• **STATED GOAL**:
Copy out the lines of the listing below, character for character, from the line with "reads [[217, 112]]." up to and including the line with "[[724, 527]]".

• **MATERIALS PROVIDED**:
## BEGIN
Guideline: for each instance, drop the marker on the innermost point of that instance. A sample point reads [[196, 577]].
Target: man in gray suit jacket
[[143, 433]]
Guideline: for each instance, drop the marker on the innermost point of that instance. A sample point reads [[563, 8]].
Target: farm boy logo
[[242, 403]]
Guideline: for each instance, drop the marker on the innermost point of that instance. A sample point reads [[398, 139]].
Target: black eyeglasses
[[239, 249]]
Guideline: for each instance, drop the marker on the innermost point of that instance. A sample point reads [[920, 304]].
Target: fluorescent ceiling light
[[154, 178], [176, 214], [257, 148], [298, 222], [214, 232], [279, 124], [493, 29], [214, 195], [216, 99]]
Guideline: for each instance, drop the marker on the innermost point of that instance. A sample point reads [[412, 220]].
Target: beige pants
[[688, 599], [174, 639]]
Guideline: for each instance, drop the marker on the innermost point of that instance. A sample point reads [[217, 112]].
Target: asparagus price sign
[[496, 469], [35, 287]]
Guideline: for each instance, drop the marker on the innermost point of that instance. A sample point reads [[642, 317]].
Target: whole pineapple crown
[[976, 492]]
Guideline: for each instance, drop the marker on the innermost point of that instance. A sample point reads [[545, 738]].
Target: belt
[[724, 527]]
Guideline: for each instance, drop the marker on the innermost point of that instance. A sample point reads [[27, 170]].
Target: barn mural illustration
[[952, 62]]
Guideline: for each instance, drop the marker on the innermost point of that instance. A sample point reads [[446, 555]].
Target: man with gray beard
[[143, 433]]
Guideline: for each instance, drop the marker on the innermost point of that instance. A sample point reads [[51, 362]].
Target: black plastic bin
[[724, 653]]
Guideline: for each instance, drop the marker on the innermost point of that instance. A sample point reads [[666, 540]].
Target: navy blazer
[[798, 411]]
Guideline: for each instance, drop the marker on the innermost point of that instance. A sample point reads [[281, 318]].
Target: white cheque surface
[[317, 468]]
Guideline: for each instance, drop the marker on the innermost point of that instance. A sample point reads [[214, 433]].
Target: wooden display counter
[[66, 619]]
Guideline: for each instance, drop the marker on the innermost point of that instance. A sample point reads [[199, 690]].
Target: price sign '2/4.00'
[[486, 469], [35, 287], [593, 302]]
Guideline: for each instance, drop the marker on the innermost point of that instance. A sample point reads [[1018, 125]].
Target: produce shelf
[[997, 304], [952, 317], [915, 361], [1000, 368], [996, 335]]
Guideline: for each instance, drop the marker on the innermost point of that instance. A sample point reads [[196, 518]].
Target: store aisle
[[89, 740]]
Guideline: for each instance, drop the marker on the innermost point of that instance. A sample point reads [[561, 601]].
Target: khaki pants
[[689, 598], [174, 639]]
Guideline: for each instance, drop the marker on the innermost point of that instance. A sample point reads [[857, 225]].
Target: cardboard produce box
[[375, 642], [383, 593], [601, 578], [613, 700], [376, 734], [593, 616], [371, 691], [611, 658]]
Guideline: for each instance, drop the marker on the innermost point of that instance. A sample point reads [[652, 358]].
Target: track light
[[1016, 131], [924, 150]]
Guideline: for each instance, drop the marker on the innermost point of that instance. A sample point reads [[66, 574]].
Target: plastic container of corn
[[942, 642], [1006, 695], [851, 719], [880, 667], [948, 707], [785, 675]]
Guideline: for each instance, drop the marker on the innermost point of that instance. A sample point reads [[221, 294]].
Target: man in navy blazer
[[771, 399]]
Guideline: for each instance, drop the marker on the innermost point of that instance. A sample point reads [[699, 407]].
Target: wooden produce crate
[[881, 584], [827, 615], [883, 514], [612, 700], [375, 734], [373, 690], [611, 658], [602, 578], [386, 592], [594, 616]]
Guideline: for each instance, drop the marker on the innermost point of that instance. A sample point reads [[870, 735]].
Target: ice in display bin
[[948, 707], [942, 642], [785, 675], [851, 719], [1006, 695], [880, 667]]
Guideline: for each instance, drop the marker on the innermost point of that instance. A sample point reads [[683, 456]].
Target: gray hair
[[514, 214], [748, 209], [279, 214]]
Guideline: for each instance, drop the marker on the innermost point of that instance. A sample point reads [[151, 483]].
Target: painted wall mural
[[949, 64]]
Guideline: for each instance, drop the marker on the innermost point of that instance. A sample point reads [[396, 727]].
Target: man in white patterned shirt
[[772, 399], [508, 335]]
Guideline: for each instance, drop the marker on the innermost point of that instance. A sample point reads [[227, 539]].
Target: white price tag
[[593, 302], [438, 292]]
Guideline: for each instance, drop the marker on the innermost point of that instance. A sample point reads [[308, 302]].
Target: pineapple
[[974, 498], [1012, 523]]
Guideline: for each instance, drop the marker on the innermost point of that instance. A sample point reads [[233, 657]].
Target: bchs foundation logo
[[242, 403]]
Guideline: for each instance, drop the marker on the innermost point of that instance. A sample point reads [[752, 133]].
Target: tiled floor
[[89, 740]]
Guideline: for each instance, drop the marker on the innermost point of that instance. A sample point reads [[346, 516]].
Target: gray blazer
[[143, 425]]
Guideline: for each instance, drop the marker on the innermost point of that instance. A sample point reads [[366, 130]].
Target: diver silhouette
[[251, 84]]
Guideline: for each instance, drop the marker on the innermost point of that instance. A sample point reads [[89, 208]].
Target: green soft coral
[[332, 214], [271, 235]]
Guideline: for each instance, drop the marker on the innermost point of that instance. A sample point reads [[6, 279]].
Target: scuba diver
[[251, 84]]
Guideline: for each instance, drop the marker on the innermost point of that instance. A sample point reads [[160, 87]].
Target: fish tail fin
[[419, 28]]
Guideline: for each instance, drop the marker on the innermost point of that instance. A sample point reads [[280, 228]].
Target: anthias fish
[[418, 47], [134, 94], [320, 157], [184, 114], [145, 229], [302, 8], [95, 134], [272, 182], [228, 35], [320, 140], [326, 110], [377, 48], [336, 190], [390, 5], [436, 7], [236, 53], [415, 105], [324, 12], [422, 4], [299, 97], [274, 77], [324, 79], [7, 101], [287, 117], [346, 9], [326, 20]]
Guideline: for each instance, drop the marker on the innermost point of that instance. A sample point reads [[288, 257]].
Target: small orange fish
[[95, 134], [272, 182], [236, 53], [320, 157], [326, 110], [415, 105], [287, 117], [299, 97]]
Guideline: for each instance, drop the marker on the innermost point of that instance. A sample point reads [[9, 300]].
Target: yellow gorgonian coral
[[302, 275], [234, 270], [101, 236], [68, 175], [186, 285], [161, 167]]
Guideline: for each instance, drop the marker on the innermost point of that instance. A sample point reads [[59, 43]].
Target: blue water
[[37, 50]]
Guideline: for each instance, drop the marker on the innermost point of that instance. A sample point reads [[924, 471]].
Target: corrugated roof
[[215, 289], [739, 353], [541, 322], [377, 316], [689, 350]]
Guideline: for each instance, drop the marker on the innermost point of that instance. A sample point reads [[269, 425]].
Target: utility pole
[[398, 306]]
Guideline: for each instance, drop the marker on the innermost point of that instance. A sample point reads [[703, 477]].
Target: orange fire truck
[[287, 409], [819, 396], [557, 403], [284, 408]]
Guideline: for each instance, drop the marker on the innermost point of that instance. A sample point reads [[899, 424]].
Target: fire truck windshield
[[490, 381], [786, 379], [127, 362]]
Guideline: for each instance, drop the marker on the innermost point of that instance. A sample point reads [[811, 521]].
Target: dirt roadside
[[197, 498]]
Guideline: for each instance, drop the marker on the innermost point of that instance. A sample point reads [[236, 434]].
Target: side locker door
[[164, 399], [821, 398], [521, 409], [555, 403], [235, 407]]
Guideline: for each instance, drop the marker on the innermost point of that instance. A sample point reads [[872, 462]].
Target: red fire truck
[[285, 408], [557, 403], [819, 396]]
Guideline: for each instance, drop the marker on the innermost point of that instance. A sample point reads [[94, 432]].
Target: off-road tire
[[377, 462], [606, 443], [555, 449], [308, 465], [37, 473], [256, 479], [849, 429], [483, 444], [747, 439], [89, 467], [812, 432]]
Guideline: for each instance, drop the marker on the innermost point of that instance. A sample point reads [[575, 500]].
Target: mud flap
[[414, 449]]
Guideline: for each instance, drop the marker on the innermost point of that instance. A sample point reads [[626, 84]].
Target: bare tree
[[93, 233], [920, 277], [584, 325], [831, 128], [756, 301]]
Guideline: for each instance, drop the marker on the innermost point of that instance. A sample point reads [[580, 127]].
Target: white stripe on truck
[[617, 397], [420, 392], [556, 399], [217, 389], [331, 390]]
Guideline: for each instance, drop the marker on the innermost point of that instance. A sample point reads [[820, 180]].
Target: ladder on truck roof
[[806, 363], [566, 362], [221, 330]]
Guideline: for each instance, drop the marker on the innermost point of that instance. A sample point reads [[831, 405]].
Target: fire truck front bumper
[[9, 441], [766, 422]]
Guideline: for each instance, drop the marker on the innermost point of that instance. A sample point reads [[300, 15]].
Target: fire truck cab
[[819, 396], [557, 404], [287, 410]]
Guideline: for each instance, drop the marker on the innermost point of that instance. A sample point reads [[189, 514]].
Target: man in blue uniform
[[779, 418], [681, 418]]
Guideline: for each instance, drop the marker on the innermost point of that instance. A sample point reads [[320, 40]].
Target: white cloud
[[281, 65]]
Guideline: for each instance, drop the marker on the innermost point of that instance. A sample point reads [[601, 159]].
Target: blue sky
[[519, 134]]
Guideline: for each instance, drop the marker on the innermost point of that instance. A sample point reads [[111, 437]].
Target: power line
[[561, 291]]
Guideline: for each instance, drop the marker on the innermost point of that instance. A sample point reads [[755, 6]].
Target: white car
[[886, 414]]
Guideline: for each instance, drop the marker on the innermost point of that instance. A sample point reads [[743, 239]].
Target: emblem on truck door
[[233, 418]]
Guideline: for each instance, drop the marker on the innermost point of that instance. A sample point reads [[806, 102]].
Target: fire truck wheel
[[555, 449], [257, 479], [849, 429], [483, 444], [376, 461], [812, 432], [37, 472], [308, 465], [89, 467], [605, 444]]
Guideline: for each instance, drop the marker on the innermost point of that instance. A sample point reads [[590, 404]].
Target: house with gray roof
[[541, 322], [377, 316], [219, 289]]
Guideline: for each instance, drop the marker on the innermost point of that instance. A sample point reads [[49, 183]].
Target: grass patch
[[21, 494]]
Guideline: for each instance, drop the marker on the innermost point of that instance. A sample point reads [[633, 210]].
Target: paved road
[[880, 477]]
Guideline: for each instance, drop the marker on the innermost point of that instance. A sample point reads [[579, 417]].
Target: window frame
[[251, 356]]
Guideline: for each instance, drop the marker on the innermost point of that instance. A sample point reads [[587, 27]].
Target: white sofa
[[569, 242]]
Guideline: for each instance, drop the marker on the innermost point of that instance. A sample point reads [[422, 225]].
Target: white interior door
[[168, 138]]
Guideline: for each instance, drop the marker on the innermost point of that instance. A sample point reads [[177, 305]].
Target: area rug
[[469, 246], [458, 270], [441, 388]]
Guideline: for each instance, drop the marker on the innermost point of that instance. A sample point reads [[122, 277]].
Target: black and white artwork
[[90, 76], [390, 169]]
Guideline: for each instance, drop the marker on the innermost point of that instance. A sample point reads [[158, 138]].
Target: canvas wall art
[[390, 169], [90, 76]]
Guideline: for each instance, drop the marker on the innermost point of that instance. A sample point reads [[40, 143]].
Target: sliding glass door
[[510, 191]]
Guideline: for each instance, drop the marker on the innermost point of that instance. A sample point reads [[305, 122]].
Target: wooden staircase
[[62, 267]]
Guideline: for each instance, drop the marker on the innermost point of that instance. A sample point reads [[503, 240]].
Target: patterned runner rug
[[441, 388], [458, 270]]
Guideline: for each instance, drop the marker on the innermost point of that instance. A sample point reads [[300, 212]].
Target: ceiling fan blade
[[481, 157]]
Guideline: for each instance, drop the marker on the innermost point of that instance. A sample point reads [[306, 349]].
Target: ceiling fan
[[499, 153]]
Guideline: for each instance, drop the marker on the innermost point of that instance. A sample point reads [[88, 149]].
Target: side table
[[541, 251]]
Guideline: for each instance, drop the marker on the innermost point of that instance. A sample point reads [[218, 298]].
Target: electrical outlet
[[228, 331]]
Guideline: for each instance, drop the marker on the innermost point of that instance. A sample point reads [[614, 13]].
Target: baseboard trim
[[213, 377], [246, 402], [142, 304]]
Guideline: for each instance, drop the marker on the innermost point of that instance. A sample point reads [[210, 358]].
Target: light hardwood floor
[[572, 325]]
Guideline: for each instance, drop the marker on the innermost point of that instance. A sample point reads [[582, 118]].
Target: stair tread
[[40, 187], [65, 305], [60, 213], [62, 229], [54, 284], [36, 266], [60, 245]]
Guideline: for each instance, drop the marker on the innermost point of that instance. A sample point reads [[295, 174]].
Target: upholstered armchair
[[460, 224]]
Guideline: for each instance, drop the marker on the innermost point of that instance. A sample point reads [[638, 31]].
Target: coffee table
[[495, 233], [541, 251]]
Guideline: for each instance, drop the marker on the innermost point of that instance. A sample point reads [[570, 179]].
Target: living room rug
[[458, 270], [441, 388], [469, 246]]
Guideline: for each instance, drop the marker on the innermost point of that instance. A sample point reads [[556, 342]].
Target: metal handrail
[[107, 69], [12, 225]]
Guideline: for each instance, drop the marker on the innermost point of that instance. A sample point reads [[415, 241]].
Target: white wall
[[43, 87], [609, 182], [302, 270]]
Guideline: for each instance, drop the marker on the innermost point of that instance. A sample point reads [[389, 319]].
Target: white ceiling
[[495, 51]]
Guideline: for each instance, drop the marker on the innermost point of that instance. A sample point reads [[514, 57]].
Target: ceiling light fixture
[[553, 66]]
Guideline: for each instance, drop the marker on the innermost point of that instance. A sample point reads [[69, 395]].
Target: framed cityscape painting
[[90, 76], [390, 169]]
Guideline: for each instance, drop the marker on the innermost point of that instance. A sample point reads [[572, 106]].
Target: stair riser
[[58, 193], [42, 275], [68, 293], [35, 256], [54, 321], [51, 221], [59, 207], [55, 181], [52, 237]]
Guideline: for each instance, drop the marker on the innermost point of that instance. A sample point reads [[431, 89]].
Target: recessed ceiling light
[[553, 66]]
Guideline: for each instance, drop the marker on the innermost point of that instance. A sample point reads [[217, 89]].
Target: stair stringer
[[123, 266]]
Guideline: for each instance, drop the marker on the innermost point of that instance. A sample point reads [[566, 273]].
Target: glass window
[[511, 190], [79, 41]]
## END
• **CORRECT RESULT**:
Guideline: for each instance, drop the marker on the innermost point of that instance. A sample point reads [[217, 112]].
Target: asparagus price sign
[[496, 469], [35, 287]]
Guideline: for each instance, drop the marker on the innermost point of that instance. A sample point reads [[642, 317]].
Target: whole pineapple crown
[[976, 492]]
Guideline: for each instance, drop the marker on the innermost point of that instance. A sample point reads [[545, 738]].
Target: belt
[[724, 527]]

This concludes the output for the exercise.